# TRECHO DE ORIGEM:
Chico Buarque - Posso até não estar muito bem informado sobre as
leis e posso ter me precipitado, mas eu acho e continuo achando, que o
cidadão tem o direito de não querer ser biografado, como tem o direito
de não querer ser fotografado ou filmado. Me pareceu natural isso.
Parece que não. Parece que essa ideia já está perdendo [espaço] na
mídia, por interesses ou não por interesses, e está correndo o risco de
não vingar na Justiça.
Agora, o que tem que ficar claro é que nós não começamos esse movimento.
O movimento para modificar a lei partiu da Associação Nacional de
Editores.
O que a gente pretendia era deixar as coisas como estão, no sentido de
se poder preservar a privacidade de qualquer cidadão, não me refiro
[necessariamente] a artista... agora, essa é uma discussão que é até bom
que seja levada adiante, mas não nos termos em que as coisas estão
acontecendo. Já virou uma batalha num nível muito pessoal --e desigual.
Não adianta querer dizer que os artistas são famosos, são isso, são
aquilo. Nós somos pequenos nessa briga. Repito: posso ter me enganado.
Eu julgava que eu estava tendo uma posição sensata.
Não é natural que se o público tenha curiosidade em saber mais sobre
figuras que admira, e isso inclua episódios de diferentes naturezas,
tanto favorável quanto desfavorável, para que se chegue a uma visão
completa?

# CONJUNTO DE REGISTROS:
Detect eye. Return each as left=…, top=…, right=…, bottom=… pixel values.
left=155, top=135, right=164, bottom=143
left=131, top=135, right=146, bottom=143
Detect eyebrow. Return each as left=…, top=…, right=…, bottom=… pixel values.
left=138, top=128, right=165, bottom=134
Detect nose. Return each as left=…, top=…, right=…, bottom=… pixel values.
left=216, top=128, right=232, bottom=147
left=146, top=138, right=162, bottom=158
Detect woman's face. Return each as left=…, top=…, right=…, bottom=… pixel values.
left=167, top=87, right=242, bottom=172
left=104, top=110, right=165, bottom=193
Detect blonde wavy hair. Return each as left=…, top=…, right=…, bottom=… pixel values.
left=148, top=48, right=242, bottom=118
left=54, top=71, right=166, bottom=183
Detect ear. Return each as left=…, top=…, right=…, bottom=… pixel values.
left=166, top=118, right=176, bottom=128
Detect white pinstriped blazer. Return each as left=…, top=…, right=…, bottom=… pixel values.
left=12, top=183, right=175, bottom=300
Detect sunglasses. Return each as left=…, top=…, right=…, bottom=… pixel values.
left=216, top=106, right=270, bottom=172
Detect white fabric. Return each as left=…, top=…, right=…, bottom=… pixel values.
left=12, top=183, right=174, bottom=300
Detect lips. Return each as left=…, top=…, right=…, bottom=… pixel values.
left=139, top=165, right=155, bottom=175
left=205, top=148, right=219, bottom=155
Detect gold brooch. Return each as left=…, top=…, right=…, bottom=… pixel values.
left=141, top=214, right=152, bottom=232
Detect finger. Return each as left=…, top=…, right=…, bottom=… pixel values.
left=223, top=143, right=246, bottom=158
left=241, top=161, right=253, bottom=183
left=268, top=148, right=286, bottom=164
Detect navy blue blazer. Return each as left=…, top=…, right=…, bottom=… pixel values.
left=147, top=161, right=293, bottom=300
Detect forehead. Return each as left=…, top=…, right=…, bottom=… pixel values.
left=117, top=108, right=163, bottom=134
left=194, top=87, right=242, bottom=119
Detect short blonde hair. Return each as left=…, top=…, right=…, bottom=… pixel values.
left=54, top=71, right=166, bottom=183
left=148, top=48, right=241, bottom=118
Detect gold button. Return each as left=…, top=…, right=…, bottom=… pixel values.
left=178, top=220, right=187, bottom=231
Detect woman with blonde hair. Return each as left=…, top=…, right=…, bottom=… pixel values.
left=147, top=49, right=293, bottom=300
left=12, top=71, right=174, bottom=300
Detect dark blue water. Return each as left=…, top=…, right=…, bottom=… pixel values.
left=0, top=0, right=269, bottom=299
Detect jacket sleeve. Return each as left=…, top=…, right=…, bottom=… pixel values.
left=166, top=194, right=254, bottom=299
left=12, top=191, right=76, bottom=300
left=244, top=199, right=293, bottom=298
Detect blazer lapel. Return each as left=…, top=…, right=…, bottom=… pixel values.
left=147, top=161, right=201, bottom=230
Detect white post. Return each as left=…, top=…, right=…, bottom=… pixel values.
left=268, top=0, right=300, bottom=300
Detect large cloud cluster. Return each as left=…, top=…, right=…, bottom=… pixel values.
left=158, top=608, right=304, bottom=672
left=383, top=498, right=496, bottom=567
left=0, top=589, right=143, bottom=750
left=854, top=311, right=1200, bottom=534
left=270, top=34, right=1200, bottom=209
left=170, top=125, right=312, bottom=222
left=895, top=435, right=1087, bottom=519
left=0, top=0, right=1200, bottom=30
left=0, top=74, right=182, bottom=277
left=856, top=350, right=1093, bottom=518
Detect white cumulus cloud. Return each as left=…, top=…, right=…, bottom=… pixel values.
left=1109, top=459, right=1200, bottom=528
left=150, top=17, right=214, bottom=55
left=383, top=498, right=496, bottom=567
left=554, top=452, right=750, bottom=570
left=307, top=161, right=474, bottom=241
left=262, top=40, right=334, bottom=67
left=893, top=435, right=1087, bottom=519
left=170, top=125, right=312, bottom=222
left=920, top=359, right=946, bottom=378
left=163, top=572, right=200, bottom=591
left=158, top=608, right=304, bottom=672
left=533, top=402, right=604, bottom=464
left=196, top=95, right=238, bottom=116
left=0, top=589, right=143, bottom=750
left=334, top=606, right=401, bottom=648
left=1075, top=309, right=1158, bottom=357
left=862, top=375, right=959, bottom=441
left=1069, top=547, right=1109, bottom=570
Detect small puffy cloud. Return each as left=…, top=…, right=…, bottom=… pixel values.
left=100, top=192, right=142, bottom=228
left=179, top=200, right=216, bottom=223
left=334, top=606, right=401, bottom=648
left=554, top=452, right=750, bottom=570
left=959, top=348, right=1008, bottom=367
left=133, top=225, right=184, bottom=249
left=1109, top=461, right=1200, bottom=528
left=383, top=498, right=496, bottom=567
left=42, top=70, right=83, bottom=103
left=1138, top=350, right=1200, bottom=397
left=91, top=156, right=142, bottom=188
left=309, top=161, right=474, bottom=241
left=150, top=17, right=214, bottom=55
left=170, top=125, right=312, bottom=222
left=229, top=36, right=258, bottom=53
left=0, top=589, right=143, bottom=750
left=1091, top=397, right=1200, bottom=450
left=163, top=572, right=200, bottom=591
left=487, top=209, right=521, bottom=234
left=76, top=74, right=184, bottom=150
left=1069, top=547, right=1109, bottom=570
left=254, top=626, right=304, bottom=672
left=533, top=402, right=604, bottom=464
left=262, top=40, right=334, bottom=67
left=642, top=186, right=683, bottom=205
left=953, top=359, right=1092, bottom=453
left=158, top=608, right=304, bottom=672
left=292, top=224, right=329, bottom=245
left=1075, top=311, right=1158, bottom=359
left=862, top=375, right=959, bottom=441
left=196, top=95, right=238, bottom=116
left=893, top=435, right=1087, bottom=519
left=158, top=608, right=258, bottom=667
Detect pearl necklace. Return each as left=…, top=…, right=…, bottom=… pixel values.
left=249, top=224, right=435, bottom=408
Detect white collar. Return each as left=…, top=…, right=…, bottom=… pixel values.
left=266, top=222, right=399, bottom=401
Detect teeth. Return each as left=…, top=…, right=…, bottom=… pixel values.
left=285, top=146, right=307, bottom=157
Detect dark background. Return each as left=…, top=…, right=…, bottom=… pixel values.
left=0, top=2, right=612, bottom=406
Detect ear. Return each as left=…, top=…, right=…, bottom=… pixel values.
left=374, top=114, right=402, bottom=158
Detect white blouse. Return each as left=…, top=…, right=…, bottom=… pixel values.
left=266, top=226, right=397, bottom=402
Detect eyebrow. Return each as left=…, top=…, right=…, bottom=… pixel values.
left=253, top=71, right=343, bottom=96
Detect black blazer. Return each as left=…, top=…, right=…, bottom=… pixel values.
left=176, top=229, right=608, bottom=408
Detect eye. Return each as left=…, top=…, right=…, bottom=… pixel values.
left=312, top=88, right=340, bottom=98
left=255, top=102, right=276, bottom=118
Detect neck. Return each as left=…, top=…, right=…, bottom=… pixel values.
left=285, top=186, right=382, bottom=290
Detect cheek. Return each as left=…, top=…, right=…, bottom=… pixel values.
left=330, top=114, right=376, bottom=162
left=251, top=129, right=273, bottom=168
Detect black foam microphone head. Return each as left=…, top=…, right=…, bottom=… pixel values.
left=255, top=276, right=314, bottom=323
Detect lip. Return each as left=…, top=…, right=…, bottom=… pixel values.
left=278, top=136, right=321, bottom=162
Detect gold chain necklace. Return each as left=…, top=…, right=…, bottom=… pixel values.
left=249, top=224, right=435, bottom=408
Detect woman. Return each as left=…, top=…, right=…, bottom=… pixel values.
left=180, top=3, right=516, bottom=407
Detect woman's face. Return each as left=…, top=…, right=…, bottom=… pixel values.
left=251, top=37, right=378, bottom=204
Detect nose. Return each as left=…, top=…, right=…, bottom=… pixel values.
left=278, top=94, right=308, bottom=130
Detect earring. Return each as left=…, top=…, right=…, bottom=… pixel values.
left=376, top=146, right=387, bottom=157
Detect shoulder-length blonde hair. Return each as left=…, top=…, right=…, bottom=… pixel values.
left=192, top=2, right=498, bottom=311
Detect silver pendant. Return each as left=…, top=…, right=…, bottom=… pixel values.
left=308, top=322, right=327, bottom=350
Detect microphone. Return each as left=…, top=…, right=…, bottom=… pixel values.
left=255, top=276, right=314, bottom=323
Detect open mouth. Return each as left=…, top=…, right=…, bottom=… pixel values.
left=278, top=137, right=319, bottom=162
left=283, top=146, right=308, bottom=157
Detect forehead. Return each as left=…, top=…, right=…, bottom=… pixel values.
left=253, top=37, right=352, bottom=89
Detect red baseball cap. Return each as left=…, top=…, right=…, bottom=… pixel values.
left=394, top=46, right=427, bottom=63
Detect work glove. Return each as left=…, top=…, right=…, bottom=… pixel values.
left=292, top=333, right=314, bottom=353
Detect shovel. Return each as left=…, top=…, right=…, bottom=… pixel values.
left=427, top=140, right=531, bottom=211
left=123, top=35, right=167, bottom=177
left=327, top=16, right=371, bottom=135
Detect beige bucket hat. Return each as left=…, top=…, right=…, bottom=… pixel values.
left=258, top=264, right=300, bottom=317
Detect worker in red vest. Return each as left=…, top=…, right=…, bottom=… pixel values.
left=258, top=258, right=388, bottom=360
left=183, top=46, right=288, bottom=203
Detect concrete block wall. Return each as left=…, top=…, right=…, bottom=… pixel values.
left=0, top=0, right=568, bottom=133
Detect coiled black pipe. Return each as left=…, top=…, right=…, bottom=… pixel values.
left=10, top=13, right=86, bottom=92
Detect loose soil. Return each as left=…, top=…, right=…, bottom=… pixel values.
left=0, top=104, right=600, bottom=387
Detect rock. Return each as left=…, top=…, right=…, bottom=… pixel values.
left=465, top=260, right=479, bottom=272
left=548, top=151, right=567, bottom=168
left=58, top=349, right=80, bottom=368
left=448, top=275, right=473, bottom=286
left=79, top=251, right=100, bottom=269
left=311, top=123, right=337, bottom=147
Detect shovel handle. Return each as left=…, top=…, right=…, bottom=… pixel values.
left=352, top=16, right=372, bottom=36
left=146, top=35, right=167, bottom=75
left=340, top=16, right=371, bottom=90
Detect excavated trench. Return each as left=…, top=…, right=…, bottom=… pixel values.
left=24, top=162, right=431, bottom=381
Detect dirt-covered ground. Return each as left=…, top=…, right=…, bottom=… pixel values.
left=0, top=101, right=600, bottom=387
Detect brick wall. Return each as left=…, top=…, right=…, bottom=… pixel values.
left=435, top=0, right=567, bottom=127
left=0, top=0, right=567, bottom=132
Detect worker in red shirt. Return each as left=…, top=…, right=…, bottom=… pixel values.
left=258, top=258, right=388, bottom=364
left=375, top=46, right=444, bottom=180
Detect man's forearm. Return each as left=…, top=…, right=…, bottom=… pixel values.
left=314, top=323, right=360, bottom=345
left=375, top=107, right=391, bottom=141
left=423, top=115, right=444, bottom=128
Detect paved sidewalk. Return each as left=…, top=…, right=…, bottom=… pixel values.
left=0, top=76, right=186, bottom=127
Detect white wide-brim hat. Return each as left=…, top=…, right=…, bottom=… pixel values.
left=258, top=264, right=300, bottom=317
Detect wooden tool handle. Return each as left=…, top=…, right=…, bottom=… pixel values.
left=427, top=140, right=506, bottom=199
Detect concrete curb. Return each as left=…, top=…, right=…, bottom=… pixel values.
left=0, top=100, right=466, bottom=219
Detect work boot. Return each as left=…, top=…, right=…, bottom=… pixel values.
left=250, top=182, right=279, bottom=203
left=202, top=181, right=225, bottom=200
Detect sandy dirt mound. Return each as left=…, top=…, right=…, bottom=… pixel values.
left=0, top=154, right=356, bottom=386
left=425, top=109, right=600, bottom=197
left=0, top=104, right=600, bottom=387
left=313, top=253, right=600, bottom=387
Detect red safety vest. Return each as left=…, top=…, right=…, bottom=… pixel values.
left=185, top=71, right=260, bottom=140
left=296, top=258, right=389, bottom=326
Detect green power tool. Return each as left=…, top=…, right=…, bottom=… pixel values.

# OBJETIVO:
Por favor, passe para o inglês esta frase do trecho sobre biografias: "Agora, o que tem que ficar claro é que nós não começamos esse movimento."

# RESPOSTA ESPERADA:
Now, what has to be made clear is that we did not start this movement.